Text excerpt:
════════

72

I find myself wanting to delete rows older than (x)-days on a rolling basis in a lot of applications. What is the best way to do this most efficiently on a high-traffic table?

For instance, if I have a table that stores notifications and I only want to keep these for 7 days. Or high scores that I only want to keep for 31 days.

Right now I keep a row storing the epoch time posted and run a cron job that runs once per hour and deletes them in increments like this:

DELETE FROM my_table WHERE time_stored < 1234567890 LIMIT 100

I do that until mysql_affected_rows returns 0.

I used to do it all at once but that caused everything in the application to hang for 30 seconds or so while INSERTS piled up. Adding the LIMIT worked to alleviate this but I'm wondering if there is a better way to do this.

════════

Task set:
a - Do these statements agree with the post about deleting old database rows? Answer yes or no for each, quoting the words of the post that decide it. (i) The cron job runs once per day. (ii) Deleting all the old rows at once made the application hang for around 30 seconds. (iii) High scores are to be kept for 7 days.
b - Could you print everything from "Right now I" down to "to do this." in the post about deleting old database rows?

Excerpted data:
════════

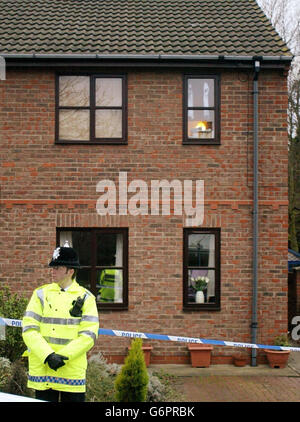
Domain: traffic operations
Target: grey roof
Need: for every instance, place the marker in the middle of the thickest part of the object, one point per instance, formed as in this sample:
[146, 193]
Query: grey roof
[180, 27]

════════

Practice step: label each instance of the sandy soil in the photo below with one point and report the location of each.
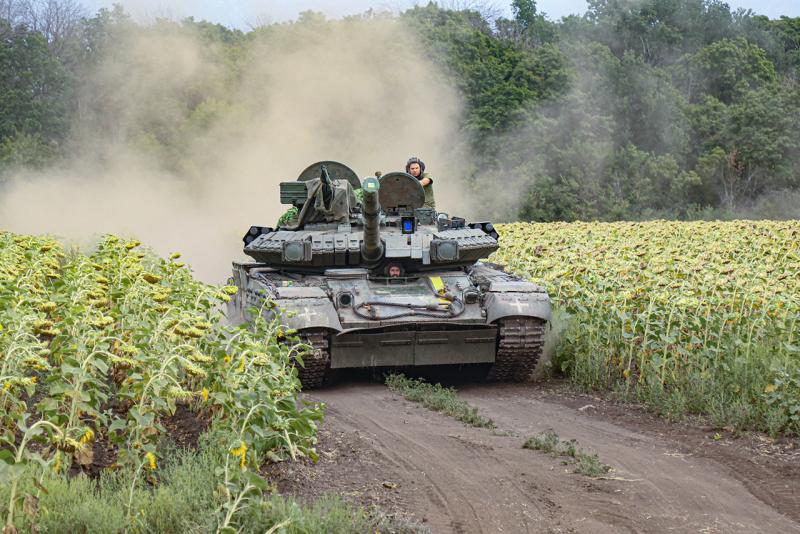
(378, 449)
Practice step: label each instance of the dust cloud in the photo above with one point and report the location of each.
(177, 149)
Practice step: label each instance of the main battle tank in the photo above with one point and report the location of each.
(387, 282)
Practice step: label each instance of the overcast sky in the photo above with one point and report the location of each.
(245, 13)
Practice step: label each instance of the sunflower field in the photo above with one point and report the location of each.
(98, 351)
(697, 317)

════════

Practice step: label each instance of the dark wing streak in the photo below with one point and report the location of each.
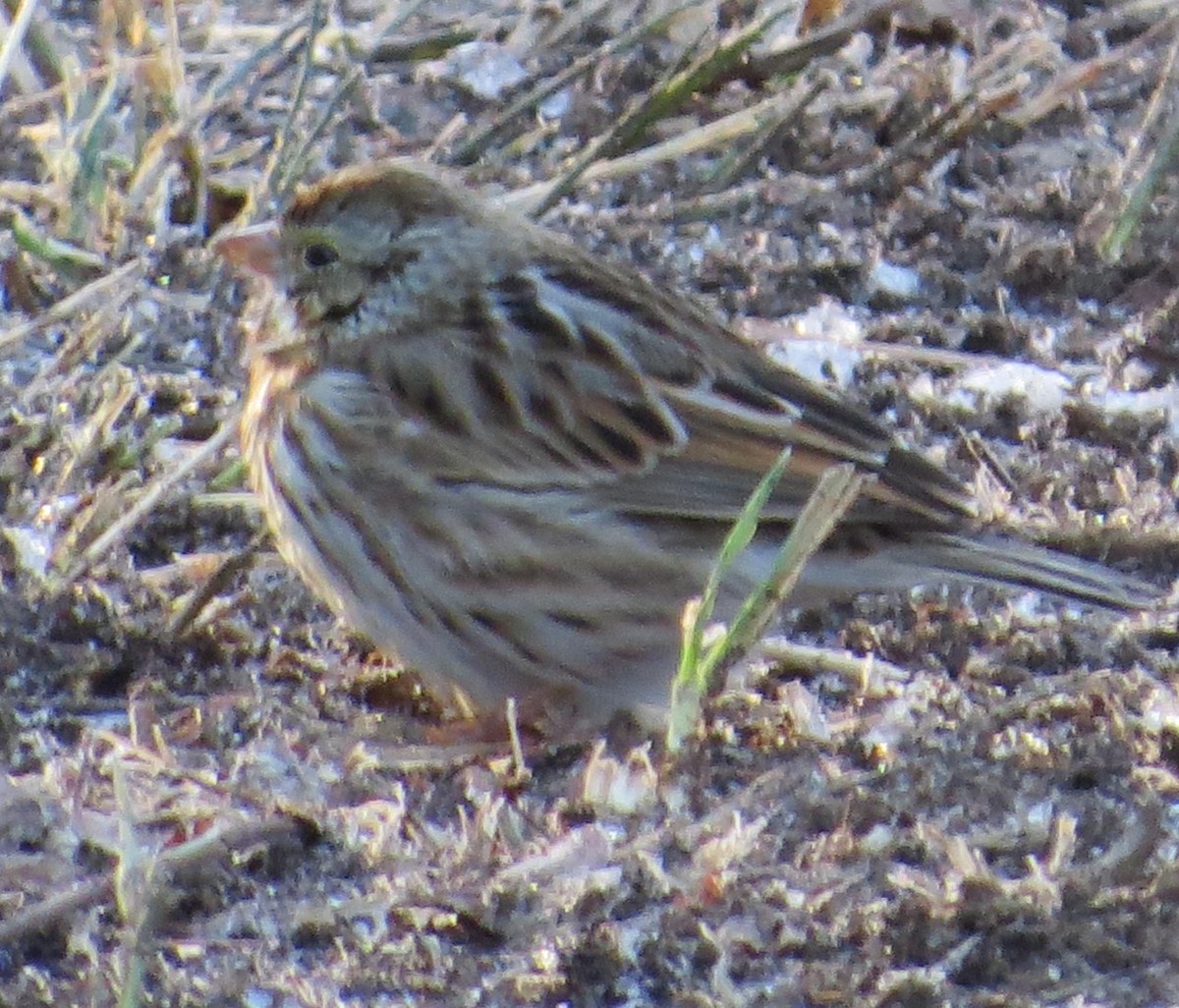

════════

Solution set:
a -
(i) No: "run a cron job that runs once per hour"
(ii) Yes: "that caused everything in the application to hang for 30 seconds or so while INSERTS piled up"
(iii) No: "high scores that I only want to keep for 31 days"

b -
Right now I keep a row storing the epoch time posted and run a cron job that runs once per hour and deletes them in increments like this:

DELETE FROM my_table WHERE time_stored < 1234567890 LIMIT 100

I do that until mysql_affected_rows returns 0.

I used to do it all at once but that caused everything in the application to hang for 30 seconds or so while INSERTS piled up. Adding the LIMIT worked to alleviate this but I'm wondering if there is a better way to do this.